(Stored records)
+--
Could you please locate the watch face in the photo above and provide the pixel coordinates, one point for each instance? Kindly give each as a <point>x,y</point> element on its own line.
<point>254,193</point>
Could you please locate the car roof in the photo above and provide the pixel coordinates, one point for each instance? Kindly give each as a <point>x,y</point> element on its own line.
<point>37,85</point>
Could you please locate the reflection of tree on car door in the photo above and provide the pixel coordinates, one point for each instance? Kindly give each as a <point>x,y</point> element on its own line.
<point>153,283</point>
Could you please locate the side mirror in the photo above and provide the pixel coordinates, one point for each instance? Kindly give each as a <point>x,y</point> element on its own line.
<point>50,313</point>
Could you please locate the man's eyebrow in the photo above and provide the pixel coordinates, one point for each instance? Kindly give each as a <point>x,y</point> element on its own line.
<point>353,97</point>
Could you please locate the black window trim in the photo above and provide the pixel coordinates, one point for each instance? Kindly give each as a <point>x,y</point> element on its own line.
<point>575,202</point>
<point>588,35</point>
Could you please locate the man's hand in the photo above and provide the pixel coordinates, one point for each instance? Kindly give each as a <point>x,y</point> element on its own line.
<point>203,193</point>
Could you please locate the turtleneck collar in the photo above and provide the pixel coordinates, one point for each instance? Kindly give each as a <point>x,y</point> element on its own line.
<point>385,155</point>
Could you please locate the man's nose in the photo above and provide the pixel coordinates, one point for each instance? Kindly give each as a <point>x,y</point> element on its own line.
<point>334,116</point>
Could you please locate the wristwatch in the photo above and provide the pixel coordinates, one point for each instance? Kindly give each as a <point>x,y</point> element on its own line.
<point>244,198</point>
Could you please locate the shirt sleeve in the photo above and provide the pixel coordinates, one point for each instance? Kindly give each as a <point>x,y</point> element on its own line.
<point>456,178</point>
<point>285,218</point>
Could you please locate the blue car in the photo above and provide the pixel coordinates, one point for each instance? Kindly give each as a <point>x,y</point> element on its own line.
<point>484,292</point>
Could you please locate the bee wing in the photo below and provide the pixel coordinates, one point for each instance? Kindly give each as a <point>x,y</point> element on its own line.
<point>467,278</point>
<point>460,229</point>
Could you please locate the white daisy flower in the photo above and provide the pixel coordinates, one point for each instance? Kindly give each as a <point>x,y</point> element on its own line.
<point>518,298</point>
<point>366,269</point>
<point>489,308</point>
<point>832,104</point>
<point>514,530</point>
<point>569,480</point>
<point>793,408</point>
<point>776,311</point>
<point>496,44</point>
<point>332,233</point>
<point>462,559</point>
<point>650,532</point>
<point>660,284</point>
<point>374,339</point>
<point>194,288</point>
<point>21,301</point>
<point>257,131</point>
+--
Task statement
Render every item above as a two-column CSV with the headers "text" and "answer," one row per item. Put each field in double quotes and replace any line breaks inside a field with spaces.

Exercise output
text,answer
"Could you please locate the watch face in the photo above and provide the pixel coordinates, one point for each instance? Kindly give each as a <point>x,y</point> element on its own line.","<point>254,193</point>"
"Could you please locate the car roof in the photo above and provide the pixel coordinates, one point for each instance? Kindly give each as a <point>x,y</point> element on its own line.","<point>37,85</point>"
"Could you please locate the reflection of tree on car door in the photo above and provide the pixel coordinates, one point for each instance? Kindly give each as a <point>x,y</point> element on its own line.","<point>153,283</point>"
"Could you please locate the side mirror in the photo above and provide the pixel coordinates, one point for each instance? Kindly give each as a <point>x,y</point> element on its own line.","<point>50,313</point>"
"Could you please locate the man's eyebrow in the photo above and provide the pixel coordinates, one point for each instance? Kindly give each as a <point>x,y</point> element on its own line.","<point>353,97</point>"
"Could you please locate the black window trim in the photo above and provide the pixel coordinates, one point for each instance? Kindly give each as a <point>x,y</point> element on its own line.","<point>575,202</point> <point>588,35</point>"
"Could you please locate the man's hand in the photo above and provide the pixel coordinates, one point for each instance? Kindly give each as a <point>x,y</point> element on its own line.","<point>203,193</point>"
"Could you please locate the turtleneck collar in the photo above and provide the pixel coordinates, one point for each instance? Kindly give each as a <point>x,y</point> element on its own line.","<point>385,155</point>"
"Could you please locate the man's nose in the photo above and provide the pixel coordinates, one point for each instance? Kindly give each as a <point>x,y</point> element on its own line.","<point>334,116</point>"
"Could you please locate the wristwatch in the photo above and provide the pixel coordinates, one point for each instance? Kindly give each as a <point>x,y</point> element on its own line.","<point>244,198</point>"
"Could you please locate the shirt sleeve in the photo above and provide the pixel coordinates, one point for each instance? Kindly give each as a <point>x,y</point> element on its own line.","<point>456,178</point> <point>285,218</point>"
"Could you please locate the blue car in the photo above and provide the pixel coordinates, one point for each instance? Kindly give each as a <point>x,y</point> element on its own line.","<point>484,292</point>"
"Could you please locate the bee wing in the photo below and provide the pixel coordinates, one point for each instance? Kindly give each as a <point>x,y</point> element on its own line.","<point>467,278</point> <point>460,229</point>"
"Could you please locate the white daisy flower in the photo above and provide the pixel coordinates, one point for each instance? Kindly give each as a <point>x,y</point> element on its own line.","<point>518,298</point> <point>366,269</point> <point>489,308</point> <point>832,104</point> <point>514,530</point> <point>569,480</point> <point>793,408</point> <point>776,311</point> <point>496,44</point> <point>332,233</point> <point>462,559</point> <point>650,532</point> <point>660,284</point> <point>374,339</point> <point>194,288</point> <point>21,301</point> <point>257,131</point>"